Reproduce the material below without changes, from the line containing "[tag] wood wainscoting" through its final line, both included.

**RECORD EXCERPTS:**
■ ■ ■ ■ ■

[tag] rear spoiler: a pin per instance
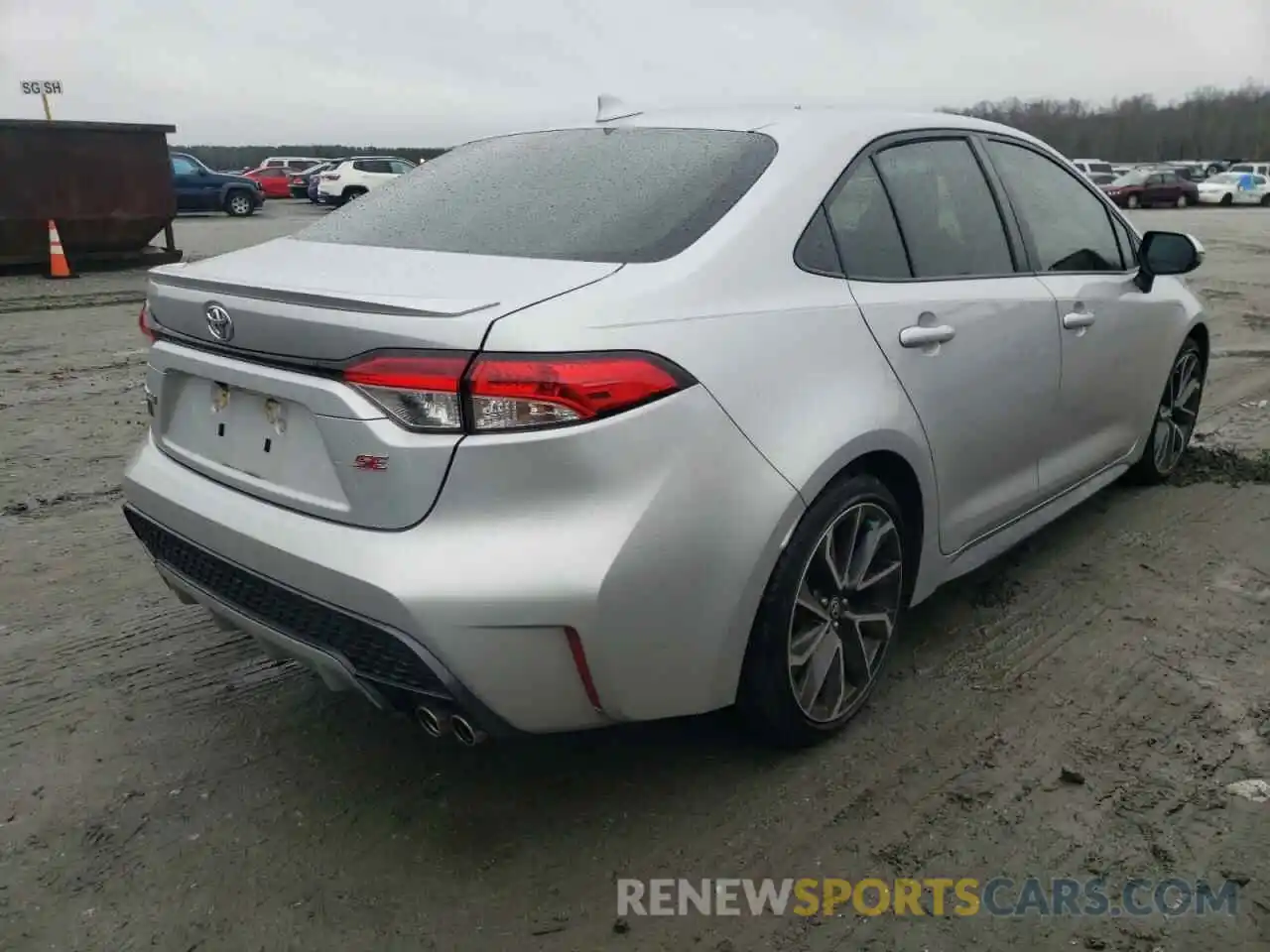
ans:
(363, 303)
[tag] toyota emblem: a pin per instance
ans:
(218, 322)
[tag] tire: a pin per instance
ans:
(239, 203)
(808, 610)
(1174, 420)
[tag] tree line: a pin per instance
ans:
(1209, 123)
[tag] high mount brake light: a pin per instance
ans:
(453, 393)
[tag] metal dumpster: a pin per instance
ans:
(108, 186)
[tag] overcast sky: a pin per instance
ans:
(439, 72)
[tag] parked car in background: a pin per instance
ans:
(730, 390)
(1255, 168)
(354, 177)
(1191, 172)
(199, 189)
(291, 163)
(1236, 188)
(316, 180)
(275, 181)
(1092, 167)
(1144, 188)
(299, 180)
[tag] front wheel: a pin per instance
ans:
(1175, 419)
(239, 204)
(828, 617)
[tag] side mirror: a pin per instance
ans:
(1166, 253)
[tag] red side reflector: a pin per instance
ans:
(579, 661)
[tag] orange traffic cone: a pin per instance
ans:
(58, 264)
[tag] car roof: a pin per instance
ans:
(830, 126)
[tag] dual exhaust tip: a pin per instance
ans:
(439, 721)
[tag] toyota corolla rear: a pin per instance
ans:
(339, 465)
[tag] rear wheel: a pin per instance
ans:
(1175, 416)
(239, 203)
(828, 619)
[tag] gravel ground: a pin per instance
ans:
(1074, 710)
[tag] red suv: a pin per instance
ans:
(1142, 188)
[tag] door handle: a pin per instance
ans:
(919, 335)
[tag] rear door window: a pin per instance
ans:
(592, 194)
(947, 212)
(1070, 226)
(865, 230)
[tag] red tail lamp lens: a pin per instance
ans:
(503, 393)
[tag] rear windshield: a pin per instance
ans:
(604, 194)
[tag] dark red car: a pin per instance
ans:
(276, 182)
(1143, 188)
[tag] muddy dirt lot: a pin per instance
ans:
(164, 788)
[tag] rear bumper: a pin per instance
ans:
(651, 535)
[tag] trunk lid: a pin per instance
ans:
(295, 434)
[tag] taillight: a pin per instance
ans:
(453, 393)
(515, 393)
(144, 321)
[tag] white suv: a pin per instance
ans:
(357, 176)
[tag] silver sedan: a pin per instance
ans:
(659, 416)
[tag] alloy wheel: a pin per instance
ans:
(1175, 419)
(844, 613)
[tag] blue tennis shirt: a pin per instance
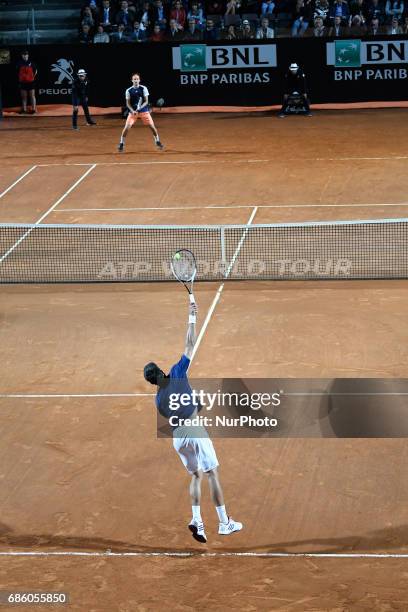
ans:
(179, 385)
(136, 95)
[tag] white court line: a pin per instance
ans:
(20, 240)
(232, 206)
(3, 193)
(109, 553)
(45, 395)
(220, 289)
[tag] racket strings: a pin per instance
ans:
(184, 265)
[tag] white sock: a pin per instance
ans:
(222, 514)
(197, 514)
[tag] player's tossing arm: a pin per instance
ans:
(143, 102)
(191, 331)
(131, 110)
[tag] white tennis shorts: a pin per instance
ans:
(195, 453)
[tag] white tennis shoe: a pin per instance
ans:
(230, 527)
(197, 529)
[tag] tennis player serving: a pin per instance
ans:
(137, 102)
(196, 453)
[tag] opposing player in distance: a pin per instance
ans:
(137, 102)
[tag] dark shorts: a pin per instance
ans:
(27, 86)
(79, 100)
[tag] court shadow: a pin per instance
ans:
(253, 115)
(50, 542)
(380, 540)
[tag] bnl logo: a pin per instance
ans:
(199, 58)
(354, 53)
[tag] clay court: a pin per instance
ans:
(82, 472)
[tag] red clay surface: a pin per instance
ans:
(88, 474)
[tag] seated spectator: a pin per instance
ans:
(159, 14)
(319, 29)
(210, 31)
(215, 7)
(265, 31)
(101, 36)
(246, 31)
(357, 27)
(145, 16)
(175, 31)
(267, 7)
(120, 35)
(357, 7)
(125, 16)
(230, 33)
(85, 34)
(233, 7)
(178, 14)
(374, 28)
(340, 9)
(87, 18)
(394, 8)
(138, 34)
(321, 9)
(337, 28)
(375, 9)
(394, 28)
(157, 34)
(106, 15)
(301, 17)
(192, 33)
(196, 13)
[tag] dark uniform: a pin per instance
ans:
(26, 71)
(80, 89)
(295, 86)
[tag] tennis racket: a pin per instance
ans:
(184, 267)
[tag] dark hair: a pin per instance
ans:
(152, 372)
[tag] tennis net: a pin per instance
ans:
(106, 253)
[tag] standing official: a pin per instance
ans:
(80, 88)
(27, 72)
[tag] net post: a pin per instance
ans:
(223, 256)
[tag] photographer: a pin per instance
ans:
(295, 91)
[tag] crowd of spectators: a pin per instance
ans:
(120, 21)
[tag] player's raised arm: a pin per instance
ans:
(128, 103)
(144, 101)
(191, 331)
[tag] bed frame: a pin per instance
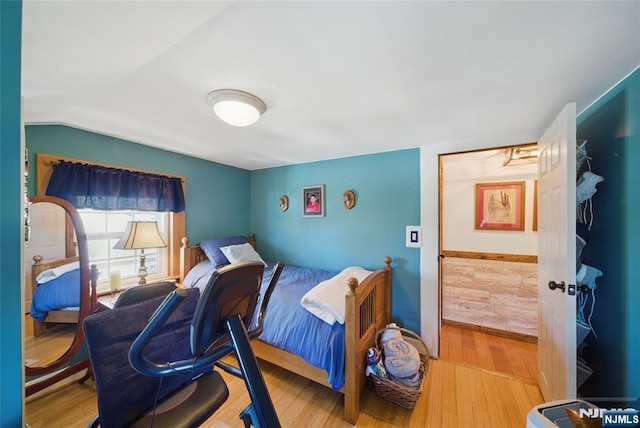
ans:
(367, 310)
(59, 316)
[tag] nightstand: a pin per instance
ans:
(106, 302)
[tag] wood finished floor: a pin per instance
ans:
(456, 394)
(475, 348)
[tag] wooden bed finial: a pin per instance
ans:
(353, 284)
(387, 262)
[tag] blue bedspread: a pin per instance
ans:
(288, 325)
(62, 292)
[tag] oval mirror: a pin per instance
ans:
(57, 288)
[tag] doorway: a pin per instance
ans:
(488, 272)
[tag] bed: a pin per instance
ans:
(367, 309)
(56, 292)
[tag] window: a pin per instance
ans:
(104, 229)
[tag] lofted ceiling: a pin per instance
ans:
(339, 78)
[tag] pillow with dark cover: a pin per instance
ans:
(123, 392)
(211, 248)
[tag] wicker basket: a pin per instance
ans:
(393, 391)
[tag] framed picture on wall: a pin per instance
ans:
(313, 201)
(500, 206)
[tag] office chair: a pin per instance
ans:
(153, 361)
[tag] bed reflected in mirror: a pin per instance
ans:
(57, 291)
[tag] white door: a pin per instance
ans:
(557, 258)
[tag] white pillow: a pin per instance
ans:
(51, 274)
(241, 253)
(326, 300)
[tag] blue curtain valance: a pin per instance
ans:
(99, 187)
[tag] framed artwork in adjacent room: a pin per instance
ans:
(500, 206)
(313, 201)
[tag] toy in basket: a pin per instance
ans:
(397, 364)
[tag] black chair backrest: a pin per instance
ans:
(256, 329)
(143, 292)
(232, 289)
(123, 393)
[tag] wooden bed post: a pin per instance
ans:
(351, 387)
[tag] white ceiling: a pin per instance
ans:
(339, 78)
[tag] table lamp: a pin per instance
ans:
(139, 235)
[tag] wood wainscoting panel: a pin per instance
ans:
(497, 294)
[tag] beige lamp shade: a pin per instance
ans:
(140, 235)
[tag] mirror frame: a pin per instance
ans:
(85, 298)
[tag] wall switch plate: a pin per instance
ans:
(414, 236)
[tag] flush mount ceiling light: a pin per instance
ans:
(235, 107)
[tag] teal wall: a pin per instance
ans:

■ ■ ■ ■ ■

**CORRECT RESPONSE:**
[tag] wood wainscoting panel: a pin per instance
ans:
(497, 294)
[tag] beige lamp shade: a pin per instance
ans:
(140, 235)
[tag] mirror frame: a pin per instance
ans:
(85, 298)
[tag] wall switch plate: a pin per instance
ans:
(414, 236)
[tag] flush mount ceiling light: a pin per instance
ans:
(235, 107)
[tag] teal wall: a pin per instance
ans:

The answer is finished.